Opinion
3:21-cv-517-SI
12-21-2022
Michelle Hume, Plaintiff Pro Se. Christopher Drotzmann, DAVIS ROTHWELL EARLE & XOCHIHUA, Attorneys for Defendants.
Michelle Hume, Plaintiff Pro Se.
Christopher Drotzmann, DAVIS ROTHWELL EARLE & XOCHIHUA, Attorneys for Defendants.
AMENDED OPINION AND ORDER
Michael H. Simon, United States District Judge
Plaintiff Michelle Hume, now proceeding pro se and representing herself although represented by appointed counsel at the time she defended Defendants' motion for summary judgment, brings this lawsuit against Defendants Guardian Management LLC, Uptown Tower Apartments (Uptown Tower), and Lisa Simonson for alleged violations of the Fair Housing Act (FHA), 42 U.S.C. § 3604(f). Plaintiff contends that Defendants discriminated against her because of her disability by failing to provide her with an accessible parking space and failing to install signage at her assigned parking space at Uptown Tower. Defendants argue that they have already granted Plaintiff's reasonable requests for accommodation and that Plaintiff's additional requests are not reasonable. Before the Court is Defendants' motion for summary judgment. For the reasons explained below, the Court grants in part Defendants' motion.

____

- **STATED TASK 1**
Condense the paragraph of the court opinion that begins "Plaintiff Michelle Hume, now proceeding pro se" into a short bulleted list that keeps its main facts.
The court opinion and the entries that come after it are unrelated.

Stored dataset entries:
____

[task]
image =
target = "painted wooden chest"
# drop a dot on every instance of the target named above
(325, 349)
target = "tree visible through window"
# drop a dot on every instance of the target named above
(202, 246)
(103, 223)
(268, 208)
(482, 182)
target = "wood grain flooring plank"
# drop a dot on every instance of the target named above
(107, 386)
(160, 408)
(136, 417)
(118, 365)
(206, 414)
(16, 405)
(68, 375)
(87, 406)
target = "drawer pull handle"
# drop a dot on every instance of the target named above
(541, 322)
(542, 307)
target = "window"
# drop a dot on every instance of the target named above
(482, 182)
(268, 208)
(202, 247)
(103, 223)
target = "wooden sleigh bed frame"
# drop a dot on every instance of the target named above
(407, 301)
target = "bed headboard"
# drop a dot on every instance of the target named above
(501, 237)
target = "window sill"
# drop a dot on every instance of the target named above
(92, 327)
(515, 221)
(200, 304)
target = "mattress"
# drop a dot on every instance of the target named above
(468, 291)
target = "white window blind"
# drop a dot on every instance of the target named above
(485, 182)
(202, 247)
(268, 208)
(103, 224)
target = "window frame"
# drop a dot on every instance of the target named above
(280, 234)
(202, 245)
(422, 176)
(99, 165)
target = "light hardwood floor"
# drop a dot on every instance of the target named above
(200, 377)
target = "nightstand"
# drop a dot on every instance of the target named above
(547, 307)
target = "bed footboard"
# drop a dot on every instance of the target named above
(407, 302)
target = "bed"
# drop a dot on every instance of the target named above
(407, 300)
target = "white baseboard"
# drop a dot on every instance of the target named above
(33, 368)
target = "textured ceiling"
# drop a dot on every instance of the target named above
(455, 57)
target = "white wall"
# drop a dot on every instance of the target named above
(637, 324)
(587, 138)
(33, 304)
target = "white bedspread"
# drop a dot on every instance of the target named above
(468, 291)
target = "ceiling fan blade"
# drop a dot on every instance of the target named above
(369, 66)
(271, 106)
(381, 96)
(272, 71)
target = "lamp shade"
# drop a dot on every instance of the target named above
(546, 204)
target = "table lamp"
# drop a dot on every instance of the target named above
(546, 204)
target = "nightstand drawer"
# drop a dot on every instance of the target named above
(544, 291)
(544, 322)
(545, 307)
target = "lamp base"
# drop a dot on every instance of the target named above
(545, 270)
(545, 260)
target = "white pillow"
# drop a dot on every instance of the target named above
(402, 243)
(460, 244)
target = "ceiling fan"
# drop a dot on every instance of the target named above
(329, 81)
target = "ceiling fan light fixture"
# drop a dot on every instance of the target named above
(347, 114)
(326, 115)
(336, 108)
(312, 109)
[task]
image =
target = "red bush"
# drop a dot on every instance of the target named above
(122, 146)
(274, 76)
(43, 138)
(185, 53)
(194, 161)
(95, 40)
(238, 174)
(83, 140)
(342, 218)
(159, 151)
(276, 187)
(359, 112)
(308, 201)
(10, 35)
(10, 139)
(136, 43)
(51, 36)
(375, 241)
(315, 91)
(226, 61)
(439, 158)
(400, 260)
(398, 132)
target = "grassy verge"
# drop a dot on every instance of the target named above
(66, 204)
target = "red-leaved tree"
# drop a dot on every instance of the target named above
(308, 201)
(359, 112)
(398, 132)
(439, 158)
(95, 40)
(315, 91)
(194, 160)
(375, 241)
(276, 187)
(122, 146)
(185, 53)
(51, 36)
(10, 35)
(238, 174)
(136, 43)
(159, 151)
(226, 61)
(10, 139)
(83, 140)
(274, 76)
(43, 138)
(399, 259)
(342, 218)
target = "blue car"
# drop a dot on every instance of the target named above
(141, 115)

____

- **STATED TASK 2**
Tally the lines of the entries that contain the word "wooden", and give only the number.

- **EXERCISE RESPONSE 1**
- Plaintiff: Michelle Hume, now pro se, though she had appointed counsel when she defended against the summary judgment motion.
- Defendants: Guardian Management LLC, Uptown Tower Apartments, and Lisa Simonson.
- Claim: violations of the Fair Housing Act, 42 U.S.C. § 3604(f).
- Plaintiff's allegation: disability discrimination through the failure to provide an accessible parking space and to install signage at her assigned space at Uptown Tower.
- Defendants' position: they already granted her reasonable accommodation requests, and her further requests are not reasonable.
- Ruling: the Court grants in part Defendants' motion for summary judgment.

- **EXERCISE RESPONSE 2**
2